Dataset rows showing where objects appear
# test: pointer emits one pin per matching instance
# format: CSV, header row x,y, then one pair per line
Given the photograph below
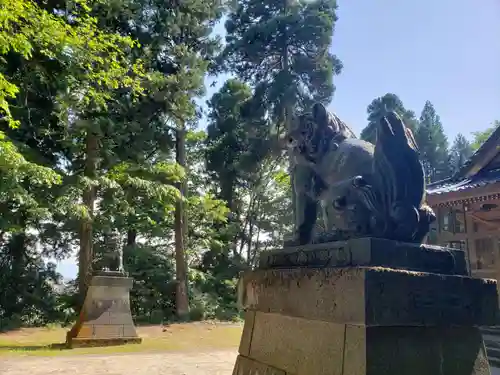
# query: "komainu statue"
x,y
364,189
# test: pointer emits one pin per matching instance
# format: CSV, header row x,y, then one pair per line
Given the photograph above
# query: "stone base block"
x,y
105,318
281,345
372,296
364,320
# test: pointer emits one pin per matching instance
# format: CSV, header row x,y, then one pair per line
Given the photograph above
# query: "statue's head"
x,y
310,129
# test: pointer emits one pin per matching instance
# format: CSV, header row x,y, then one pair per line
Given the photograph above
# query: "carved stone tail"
x,y
398,194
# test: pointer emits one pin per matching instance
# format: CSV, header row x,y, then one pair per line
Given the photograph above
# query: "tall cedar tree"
x,y
282,49
433,144
460,151
379,107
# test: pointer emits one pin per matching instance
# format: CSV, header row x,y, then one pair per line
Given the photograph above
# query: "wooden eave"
x,y
459,197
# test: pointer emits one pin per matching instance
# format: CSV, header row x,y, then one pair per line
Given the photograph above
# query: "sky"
x,y
445,51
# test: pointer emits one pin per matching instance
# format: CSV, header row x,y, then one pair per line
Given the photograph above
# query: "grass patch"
x,y
176,337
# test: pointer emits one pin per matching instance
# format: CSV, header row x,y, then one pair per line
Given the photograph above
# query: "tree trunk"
x,y
181,299
131,237
287,112
85,255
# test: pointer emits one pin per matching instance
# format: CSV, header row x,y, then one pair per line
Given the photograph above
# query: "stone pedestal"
x,y
105,318
362,307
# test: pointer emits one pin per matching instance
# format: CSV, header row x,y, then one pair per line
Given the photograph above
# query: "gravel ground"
x,y
209,363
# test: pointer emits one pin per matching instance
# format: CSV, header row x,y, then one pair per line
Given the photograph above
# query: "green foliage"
x,y
433,144
460,152
480,137
379,107
97,59
282,49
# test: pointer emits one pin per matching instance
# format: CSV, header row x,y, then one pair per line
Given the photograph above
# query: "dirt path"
x,y
209,363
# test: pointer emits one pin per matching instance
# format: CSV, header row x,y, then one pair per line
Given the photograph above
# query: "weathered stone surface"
x,y
247,366
372,296
423,350
246,336
369,252
298,346
105,318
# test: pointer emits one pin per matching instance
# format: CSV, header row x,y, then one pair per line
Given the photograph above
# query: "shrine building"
x,y
467,206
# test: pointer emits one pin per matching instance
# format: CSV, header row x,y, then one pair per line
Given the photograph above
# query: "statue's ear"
x,y
320,114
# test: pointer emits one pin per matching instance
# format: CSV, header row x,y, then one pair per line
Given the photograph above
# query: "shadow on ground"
x,y
58,346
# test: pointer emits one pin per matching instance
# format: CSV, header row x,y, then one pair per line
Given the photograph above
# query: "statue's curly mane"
x,y
315,135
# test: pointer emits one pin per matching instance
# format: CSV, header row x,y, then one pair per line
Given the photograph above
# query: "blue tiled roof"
x,y
450,185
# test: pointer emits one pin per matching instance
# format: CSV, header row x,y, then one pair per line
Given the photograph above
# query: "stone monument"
x,y
366,297
105,318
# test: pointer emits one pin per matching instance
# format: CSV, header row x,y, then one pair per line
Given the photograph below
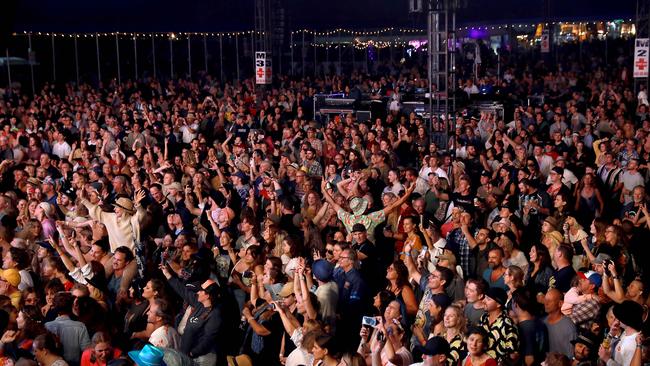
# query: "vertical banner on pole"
x,y
117,52
315,55
153,55
99,65
641,48
171,57
237,54
31,56
291,48
76,58
205,53
340,46
304,53
546,44
221,56
263,68
8,69
135,56
53,60
189,55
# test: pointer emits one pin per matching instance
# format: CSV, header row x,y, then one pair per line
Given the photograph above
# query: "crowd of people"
x,y
200,222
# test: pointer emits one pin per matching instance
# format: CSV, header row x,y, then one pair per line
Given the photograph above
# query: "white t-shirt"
x,y
165,336
625,349
186,132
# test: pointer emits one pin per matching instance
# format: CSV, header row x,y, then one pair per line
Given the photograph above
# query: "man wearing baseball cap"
x,y
503,342
587,307
630,314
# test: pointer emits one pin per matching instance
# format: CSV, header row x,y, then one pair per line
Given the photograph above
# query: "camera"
x,y
369,321
381,337
606,264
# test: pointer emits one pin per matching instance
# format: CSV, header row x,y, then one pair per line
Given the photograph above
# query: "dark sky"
x,y
222,15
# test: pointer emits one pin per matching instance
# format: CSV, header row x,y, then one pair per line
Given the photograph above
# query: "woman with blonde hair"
x,y
455,327
577,238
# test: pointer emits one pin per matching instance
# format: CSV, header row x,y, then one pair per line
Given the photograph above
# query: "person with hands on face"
x,y
358,215
203,335
630,315
389,347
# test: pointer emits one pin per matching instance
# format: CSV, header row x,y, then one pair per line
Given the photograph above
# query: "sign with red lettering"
x,y
546,45
262,68
641,57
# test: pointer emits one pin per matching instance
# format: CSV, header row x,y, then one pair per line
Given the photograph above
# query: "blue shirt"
x,y
500,282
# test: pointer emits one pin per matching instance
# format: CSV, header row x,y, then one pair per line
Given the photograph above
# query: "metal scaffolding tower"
x,y
642,27
262,35
441,30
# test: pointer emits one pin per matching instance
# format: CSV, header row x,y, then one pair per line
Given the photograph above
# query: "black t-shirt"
x,y
464,201
534,339
370,264
562,279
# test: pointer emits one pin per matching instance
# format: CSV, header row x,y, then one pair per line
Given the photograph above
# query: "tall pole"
x,y
205,53
99,65
237,53
53,60
117,52
153,54
315,54
291,48
135,54
171,59
8,69
189,55
221,56
340,45
31,61
304,53
353,56
76,58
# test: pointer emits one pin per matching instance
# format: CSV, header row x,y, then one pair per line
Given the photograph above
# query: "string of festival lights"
x,y
328,33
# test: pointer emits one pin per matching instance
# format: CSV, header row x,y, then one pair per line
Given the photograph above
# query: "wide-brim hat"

Aim of the exercise:
Please pick out each line in the records above that contains the word "ground" and copy it.

Result for this exercise:
# query: "gravel ground"
# query: "shadow on ground"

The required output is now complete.